* **About this task**
Your answer must be one number: the count of lines below that include "building".

___ Data to examine

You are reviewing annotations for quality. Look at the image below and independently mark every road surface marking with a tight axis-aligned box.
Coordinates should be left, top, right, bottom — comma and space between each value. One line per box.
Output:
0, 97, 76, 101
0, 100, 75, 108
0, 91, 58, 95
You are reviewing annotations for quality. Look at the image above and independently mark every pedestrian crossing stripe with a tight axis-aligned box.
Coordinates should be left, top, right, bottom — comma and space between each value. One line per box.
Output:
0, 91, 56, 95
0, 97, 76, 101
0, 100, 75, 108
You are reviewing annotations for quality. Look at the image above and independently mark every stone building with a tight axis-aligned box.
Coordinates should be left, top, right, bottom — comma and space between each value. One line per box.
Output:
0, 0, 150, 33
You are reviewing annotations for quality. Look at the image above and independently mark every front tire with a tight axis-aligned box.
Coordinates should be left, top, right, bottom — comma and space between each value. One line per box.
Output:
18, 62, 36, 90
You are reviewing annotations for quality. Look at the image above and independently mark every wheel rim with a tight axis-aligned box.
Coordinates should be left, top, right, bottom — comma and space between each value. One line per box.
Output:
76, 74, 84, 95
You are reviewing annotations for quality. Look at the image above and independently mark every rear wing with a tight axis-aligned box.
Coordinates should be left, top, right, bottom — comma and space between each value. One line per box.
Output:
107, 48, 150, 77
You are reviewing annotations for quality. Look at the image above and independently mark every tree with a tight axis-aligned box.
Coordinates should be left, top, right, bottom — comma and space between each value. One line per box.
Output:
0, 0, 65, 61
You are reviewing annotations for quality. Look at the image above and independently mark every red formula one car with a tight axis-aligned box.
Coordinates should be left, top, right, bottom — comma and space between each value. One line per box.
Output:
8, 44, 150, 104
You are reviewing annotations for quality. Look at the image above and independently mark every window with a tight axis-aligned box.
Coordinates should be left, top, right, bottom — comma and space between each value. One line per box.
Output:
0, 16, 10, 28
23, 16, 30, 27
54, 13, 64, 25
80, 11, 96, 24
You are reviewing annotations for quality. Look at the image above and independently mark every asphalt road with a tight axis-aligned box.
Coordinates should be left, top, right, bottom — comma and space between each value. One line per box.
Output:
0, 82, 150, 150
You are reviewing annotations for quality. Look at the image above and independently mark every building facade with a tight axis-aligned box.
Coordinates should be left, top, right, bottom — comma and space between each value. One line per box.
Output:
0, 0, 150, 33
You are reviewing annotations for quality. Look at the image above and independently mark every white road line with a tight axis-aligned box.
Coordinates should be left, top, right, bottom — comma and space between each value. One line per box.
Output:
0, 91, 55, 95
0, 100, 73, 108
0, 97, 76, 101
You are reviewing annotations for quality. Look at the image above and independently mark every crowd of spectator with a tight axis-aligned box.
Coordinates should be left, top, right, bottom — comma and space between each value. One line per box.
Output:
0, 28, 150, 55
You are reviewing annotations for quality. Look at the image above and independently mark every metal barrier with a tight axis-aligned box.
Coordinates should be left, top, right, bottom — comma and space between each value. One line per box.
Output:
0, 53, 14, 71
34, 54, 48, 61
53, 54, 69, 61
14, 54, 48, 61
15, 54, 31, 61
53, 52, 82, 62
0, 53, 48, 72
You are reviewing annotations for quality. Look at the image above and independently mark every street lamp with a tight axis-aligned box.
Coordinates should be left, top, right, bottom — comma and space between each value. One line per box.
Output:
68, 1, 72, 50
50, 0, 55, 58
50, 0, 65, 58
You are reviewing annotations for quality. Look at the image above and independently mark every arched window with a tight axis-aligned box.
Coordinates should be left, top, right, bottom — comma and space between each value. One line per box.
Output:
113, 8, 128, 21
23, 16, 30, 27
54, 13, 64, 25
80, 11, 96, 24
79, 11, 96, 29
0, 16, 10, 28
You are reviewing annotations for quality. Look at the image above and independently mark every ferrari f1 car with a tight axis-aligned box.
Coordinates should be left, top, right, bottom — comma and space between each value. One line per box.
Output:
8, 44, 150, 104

______
___ Data to examine

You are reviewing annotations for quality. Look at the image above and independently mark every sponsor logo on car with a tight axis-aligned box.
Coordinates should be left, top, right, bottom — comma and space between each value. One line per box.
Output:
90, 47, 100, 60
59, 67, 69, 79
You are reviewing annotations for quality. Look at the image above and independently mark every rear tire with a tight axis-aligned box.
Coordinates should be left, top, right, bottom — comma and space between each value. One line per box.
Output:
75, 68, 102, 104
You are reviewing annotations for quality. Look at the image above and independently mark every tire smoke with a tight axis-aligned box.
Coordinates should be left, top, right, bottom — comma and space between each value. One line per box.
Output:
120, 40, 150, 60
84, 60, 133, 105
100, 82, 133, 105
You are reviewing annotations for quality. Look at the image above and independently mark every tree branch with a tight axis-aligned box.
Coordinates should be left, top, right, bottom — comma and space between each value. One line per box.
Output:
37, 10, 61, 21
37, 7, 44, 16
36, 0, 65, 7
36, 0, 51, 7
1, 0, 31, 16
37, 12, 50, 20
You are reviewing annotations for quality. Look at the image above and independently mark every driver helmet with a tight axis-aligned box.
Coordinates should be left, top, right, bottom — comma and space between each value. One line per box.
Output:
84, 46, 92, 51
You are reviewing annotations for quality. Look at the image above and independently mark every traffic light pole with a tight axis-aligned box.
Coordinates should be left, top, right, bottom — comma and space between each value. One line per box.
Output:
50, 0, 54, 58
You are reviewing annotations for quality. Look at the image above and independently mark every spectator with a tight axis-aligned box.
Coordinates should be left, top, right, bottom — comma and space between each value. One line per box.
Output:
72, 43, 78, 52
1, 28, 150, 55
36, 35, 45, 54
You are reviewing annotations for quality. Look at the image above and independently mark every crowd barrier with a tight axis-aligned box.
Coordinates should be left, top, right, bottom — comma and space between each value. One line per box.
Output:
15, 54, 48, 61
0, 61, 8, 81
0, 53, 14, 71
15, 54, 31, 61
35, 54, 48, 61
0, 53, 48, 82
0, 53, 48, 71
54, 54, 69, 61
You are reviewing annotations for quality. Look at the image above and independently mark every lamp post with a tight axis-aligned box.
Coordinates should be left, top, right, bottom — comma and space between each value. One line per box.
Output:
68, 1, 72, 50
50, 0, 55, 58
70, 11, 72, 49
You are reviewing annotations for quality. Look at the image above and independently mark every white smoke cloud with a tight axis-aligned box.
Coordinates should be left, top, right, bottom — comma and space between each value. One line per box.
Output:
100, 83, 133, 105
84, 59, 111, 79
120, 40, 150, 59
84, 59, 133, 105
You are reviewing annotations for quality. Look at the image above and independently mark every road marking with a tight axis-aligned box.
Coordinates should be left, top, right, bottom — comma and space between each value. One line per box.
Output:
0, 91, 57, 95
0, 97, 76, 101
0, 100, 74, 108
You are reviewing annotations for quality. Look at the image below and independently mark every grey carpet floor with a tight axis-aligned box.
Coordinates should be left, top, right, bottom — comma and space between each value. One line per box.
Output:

______

* **Reply**
2